▶ [Exercise instructions]: Swap "bush" for "shrub" in the records between the lines holding "tree trunk, placing" and "[1152, 370]", inclusive, and reproduce those lines with no other change. Leave the pictures out of your answer.

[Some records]

::::::

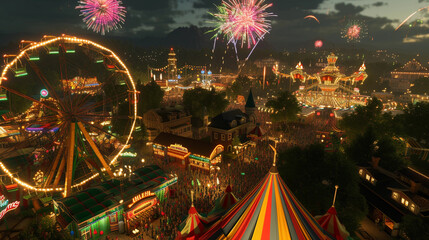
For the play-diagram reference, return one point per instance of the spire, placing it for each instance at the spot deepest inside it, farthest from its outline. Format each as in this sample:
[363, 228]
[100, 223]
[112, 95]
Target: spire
[335, 195]
[250, 103]
[274, 168]
[362, 68]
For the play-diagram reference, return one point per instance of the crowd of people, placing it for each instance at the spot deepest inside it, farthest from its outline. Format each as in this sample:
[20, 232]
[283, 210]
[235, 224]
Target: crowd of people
[202, 188]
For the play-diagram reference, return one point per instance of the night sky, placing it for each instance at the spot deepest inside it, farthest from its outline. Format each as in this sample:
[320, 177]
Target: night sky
[290, 29]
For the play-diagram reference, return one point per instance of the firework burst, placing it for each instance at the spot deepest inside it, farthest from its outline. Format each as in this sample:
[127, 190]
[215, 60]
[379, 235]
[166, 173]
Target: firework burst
[354, 31]
[244, 21]
[102, 15]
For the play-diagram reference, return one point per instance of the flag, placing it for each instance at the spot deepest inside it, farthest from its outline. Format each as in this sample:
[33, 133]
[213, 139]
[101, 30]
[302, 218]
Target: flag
[12, 187]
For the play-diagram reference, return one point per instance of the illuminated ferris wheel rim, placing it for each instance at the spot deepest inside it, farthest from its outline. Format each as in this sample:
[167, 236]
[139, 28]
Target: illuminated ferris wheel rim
[73, 40]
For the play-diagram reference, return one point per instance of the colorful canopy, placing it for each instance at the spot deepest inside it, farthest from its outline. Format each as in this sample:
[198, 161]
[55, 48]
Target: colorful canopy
[332, 224]
[193, 226]
[269, 211]
[222, 204]
[257, 131]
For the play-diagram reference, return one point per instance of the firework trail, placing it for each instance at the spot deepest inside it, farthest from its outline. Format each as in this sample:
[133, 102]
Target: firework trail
[408, 18]
[312, 17]
[102, 15]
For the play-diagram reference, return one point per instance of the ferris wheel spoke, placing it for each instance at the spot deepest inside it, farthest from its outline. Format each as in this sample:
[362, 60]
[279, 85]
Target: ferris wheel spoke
[54, 166]
[96, 127]
[44, 80]
[95, 149]
[101, 103]
[30, 98]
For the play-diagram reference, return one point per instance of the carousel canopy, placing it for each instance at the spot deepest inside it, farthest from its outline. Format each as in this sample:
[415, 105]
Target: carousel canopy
[193, 226]
[222, 204]
[269, 211]
[258, 131]
[332, 224]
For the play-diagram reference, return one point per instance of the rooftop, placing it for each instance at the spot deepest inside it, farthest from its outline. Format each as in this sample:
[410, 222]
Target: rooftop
[223, 120]
[199, 147]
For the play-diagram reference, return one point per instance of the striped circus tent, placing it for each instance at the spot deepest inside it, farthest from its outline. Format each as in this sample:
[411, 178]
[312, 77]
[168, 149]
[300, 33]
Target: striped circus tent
[269, 211]
[332, 224]
[193, 226]
[222, 204]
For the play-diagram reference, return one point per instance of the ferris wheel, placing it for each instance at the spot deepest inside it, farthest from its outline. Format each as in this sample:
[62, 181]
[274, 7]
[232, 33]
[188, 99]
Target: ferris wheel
[73, 106]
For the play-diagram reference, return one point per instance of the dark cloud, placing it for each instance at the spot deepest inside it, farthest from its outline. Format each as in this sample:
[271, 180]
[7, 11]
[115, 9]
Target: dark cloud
[277, 4]
[379, 4]
[348, 9]
[143, 17]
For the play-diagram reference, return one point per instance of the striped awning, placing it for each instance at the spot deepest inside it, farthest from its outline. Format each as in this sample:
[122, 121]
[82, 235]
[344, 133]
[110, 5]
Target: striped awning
[269, 211]
[332, 224]
[222, 204]
[193, 226]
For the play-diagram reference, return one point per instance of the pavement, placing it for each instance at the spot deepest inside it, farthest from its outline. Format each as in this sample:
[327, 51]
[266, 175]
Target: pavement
[370, 231]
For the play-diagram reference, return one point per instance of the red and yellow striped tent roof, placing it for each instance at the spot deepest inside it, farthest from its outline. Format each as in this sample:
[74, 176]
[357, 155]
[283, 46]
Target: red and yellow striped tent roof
[222, 204]
[269, 211]
[193, 226]
[332, 224]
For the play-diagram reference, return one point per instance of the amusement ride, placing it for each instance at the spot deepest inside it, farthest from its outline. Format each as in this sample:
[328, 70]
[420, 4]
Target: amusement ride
[64, 94]
[329, 88]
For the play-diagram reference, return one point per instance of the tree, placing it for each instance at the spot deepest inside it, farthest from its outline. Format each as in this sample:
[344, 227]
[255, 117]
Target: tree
[151, 96]
[375, 72]
[43, 228]
[311, 174]
[415, 227]
[286, 107]
[238, 87]
[420, 86]
[236, 141]
[121, 121]
[200, 102]
[371, 115]
[365, 146]
[416, 121]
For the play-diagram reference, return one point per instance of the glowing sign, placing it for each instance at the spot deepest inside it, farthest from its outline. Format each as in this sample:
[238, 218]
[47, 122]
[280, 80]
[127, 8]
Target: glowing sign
[44, 93]
[141, 196]
[9, 207]
[143, 206]
[178, 147]
[128, 154]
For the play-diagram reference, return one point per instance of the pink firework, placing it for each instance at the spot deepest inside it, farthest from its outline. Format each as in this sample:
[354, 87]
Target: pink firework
[244, 20]
[102, 15]
[353, 32]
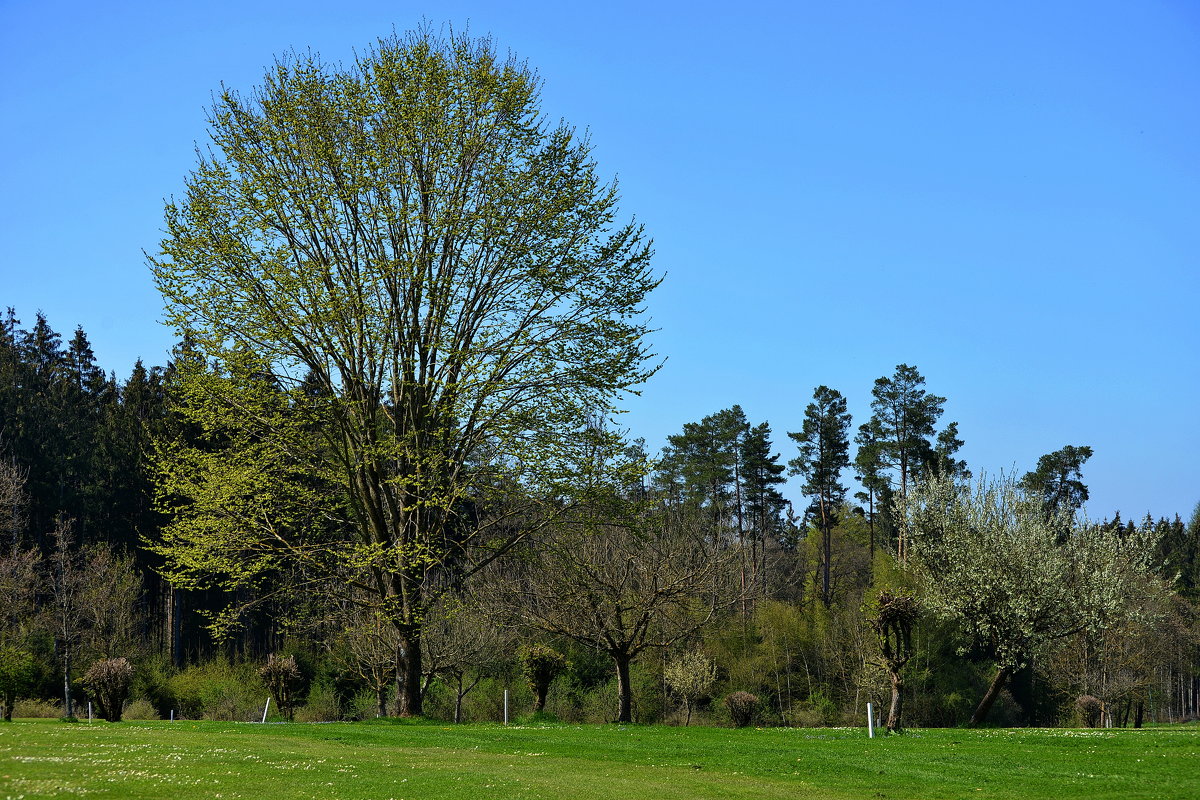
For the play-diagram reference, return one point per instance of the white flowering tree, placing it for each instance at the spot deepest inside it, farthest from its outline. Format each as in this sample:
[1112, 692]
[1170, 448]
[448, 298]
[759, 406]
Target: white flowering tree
[990, 559]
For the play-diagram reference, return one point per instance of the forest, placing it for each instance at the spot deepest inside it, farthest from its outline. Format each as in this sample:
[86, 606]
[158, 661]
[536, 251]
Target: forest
[696, 582]
[379, 474]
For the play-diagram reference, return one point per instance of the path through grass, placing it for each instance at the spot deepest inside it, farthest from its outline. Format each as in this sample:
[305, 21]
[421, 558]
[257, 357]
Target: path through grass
[185, 761]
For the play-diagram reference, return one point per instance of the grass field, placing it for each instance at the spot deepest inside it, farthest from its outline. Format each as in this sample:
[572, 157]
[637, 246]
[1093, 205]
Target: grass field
[425, 761]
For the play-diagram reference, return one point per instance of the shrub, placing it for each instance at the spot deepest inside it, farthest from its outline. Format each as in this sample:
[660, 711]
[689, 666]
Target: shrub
[1089, 709]
[743, 707]
[16, 677]
[322, 705]
[691, 679]
[540, 666]
[141, 709]
[37, 709]
[216, 690]
[363, 705]
[285, 681]
[108, 683]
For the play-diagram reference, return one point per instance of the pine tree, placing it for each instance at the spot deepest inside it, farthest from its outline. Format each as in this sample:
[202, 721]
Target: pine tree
[825, 452]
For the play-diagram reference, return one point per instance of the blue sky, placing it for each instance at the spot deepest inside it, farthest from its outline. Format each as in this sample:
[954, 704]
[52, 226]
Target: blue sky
[1006, 196]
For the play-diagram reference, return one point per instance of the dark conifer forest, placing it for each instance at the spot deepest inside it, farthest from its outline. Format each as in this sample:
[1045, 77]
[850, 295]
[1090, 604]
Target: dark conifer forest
[678, 587]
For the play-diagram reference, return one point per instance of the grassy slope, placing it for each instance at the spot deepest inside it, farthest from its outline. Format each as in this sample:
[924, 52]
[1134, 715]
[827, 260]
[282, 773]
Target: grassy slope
[183, 761]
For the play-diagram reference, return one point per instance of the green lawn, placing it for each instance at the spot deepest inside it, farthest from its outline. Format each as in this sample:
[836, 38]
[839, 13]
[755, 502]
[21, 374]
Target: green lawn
[425, 761]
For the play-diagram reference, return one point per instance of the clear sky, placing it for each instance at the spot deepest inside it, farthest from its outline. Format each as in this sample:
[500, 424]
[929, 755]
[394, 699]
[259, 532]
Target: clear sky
[1005, 196]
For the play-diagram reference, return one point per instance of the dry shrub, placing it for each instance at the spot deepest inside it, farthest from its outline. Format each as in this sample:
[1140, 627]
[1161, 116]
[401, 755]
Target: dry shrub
[743, 707]
[141, 709]
[108, 683]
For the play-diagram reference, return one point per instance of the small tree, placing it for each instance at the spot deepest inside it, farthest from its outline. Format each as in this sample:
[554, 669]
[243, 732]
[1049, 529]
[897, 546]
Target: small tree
[108, 681]
[691, 679]
[285, 681]
[540, 666]
[16, 677]
[1014, 578]
[893, 618]
[743, 705]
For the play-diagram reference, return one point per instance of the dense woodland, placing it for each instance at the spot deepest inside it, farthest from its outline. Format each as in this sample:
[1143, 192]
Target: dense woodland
[379, 476]
[681, 588]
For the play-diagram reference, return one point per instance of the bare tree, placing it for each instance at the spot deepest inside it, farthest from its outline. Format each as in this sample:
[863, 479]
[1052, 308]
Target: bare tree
[465, 645]
[627, 585]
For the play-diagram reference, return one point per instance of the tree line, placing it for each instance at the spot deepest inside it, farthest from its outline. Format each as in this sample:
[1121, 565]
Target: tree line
[673, 581]
[379, 473]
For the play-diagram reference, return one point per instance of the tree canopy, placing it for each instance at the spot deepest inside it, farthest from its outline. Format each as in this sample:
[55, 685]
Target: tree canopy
[442, 270]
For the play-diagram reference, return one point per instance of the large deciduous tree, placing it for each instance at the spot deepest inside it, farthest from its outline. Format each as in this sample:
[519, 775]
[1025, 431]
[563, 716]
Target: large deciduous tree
[449, 272]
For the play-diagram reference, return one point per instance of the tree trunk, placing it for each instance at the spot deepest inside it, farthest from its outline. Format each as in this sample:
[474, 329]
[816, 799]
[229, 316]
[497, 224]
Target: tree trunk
[989, 698]
[894, 713]
[624, 691]
[66, 680]
[408, 675]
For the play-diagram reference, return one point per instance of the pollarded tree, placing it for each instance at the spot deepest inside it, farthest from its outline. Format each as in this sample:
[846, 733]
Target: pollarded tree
[991, 560]
[825, 449]
[448, 268]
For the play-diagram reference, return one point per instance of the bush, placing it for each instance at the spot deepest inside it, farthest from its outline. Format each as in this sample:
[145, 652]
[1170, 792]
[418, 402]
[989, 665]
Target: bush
[743, 707]
[108, 683]
[1089, 710]
[37, 709]
[363, 705]
[540, 666]
[322, 705]
[216, 690]
[283, 679]
[141, 709]
[691, 679]
[16, 677]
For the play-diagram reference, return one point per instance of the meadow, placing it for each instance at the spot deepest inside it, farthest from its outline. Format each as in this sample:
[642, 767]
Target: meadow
[426, 761]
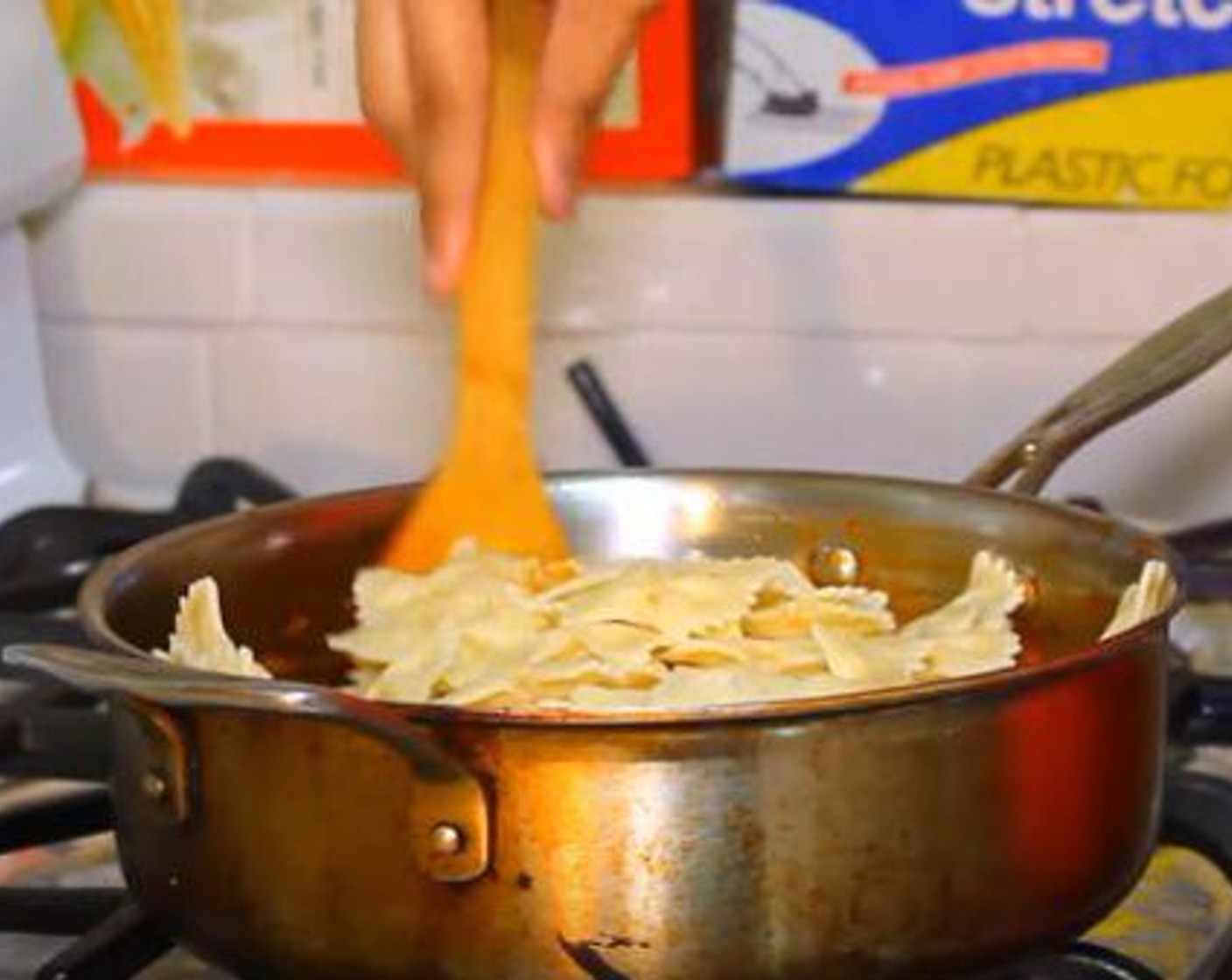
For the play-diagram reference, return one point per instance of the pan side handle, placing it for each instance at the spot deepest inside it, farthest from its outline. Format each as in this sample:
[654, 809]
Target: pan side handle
[452, 832]
[1159, 365]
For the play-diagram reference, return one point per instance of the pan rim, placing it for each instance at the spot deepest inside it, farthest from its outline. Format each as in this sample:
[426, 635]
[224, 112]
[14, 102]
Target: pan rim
[93, 605]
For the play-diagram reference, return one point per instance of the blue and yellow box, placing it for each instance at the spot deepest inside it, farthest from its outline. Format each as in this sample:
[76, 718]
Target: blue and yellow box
[1124, 102]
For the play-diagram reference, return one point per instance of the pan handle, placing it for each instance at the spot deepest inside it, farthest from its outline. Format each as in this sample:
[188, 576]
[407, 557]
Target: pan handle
[452, 835]
[1152, 370]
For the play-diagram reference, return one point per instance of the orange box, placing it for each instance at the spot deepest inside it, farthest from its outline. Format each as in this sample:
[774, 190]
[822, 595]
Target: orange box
[138, 127]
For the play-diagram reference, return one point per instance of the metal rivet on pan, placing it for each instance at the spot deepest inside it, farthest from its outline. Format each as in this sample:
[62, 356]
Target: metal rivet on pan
[154, 787]
[834, 564]
[446, 841]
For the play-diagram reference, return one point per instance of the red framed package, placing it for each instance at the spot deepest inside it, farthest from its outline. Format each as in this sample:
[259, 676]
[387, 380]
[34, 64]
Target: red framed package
[265, 91]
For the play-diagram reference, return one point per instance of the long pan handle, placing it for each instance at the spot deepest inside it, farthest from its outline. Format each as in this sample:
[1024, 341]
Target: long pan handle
[1156, 368]
[449, 795]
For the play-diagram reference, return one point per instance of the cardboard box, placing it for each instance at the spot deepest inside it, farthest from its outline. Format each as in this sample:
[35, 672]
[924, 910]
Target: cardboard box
[1121, 102]
[242, 90]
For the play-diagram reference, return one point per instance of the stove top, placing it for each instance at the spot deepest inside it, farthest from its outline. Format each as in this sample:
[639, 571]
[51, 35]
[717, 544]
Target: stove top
[64, 914]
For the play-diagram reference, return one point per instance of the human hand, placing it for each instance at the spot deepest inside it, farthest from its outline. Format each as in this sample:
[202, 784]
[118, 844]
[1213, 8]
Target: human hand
[424, 87]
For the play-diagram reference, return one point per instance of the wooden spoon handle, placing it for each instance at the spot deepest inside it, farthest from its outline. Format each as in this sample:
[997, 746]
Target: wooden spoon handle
[498, 289]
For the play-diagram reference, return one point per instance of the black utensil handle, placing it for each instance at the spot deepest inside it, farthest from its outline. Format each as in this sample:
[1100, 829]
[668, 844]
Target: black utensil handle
[1196, 810]
[606, 416]
[77, 814]
[1201, 710]
[57, 911]
[122, 946]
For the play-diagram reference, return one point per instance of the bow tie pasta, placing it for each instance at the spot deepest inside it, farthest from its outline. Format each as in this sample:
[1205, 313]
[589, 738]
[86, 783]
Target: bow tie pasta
[489, 630]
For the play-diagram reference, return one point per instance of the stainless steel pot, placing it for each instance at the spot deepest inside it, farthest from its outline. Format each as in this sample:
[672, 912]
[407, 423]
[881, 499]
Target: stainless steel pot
[284, 830]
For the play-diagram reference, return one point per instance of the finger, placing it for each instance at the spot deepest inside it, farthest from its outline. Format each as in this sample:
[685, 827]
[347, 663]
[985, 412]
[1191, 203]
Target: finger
[385, 74]
[588, 44]
[447, 53]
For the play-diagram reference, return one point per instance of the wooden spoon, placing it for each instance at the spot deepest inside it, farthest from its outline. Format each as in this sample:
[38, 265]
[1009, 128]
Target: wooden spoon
[488, 486]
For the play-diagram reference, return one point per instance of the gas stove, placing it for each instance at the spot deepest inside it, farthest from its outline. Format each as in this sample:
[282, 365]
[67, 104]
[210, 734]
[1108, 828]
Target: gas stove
[64, 913]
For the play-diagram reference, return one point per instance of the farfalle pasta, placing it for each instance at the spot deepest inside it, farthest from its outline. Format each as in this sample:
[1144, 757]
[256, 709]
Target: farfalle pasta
[493, 630]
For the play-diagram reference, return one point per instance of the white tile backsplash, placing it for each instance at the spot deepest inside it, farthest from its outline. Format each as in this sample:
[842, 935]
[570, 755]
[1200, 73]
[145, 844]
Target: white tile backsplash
[332, 410]
[885, 337]
[1117, 274]
[328, 259]
[130, 403]
[159, 256]
[860, 268]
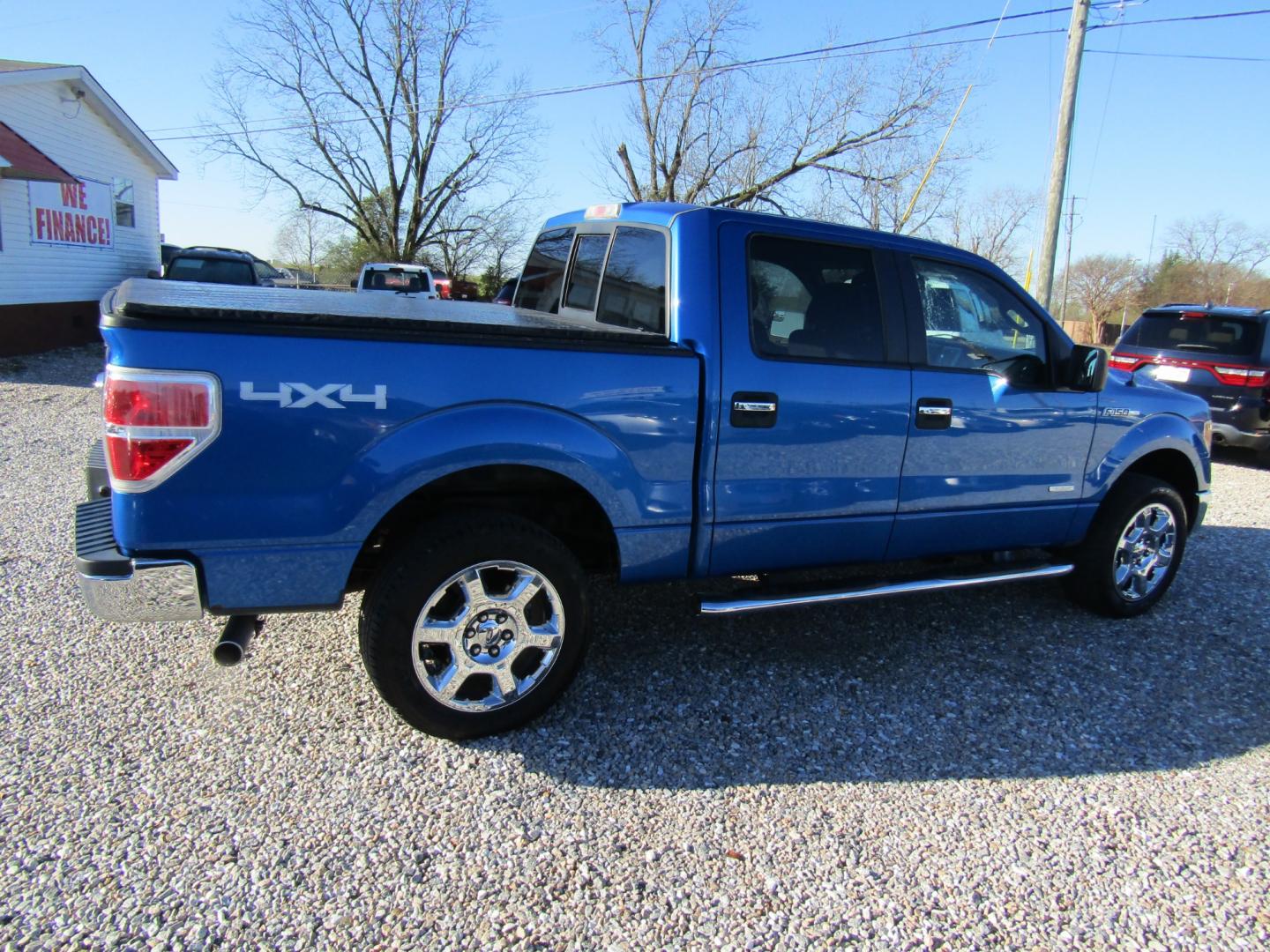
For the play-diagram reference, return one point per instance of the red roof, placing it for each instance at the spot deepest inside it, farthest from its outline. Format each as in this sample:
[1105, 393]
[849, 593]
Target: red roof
[22, 160]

::::::

▶ [Exercise output]:
For the play-diagram reference, return one point per instance of the tree trunk, placing it for each instance at the spot deepest inside it, farthest from its outline. Format each as in this sample:
[474, 329]
[816, 799]
[229, 316]
[497, 224]
Target: tree trunk
[989, 698]
[894, 713]
[624, 691]
[66, 680]
[408, 675]
For the play-diagram reference, return one point per instance of the pollarded tree, placing it for each instance at the spot deepest inside it, farthest from its outline. Format each as in this sample:
[846, 733]
Target: pollarded tree
[991, 560]
[825, 449]
[448, 268]
For the play-diagram reference, return one point per instance of the shrub, placing it for each instance at the spot deepest inside it, farthest from its outline. Format each as in this sample:
[145, 652]
[1170, 792]
[418, 402]
[989, 665]
Target: shrub
[743, 707]
[108, 683]
[1089, 710]
[37, 709]
[363, 705]
[540, 666]
[322, 705]
[216, 690]
[283, 679]
[141, 709]
[691, 679]
[16, 677]
For the play-diagram reference, return one point per instance of the meadow, placing it for each instance at the spot deepest inside it, farthest from its outline. Format each as in this sample:
[642, 767]
Target: meadow
[426, 761]
For the play-diagram reference, return one point per instance of the pan side handle, placing it for each instance at the spot deepest inside it, farthest from its outline. Format each as in this sample:
[654, 809]
Target: pan side handle
[452, 832]
[1159, 365]
For the play-diagram reference, return one point per instance of the pan rim, placing it for each instance at the spot deepest inside it, farthest from its outline. Format each as in this sample:
[426, 635]
[224, 112]
[14, 102]
Target: pan rim
[93, 605]
For the play-diagram reference, return one point per instance of the blue and yellow box, placing it for each instance at the spot deepest inside it, farthest from its outline. Format each as in this sample:
[76, 718]
Target: blue and yellow box
[1124, 102]
For the play-diagram reference, return one point per instance of the pan handle, placing it for each instance at the spot deepest inside it, farthest from its outline. Format each as in this sample:
[188, 576]
[407, 557]
Target: pan handle
[452, 835]
[1152, 370]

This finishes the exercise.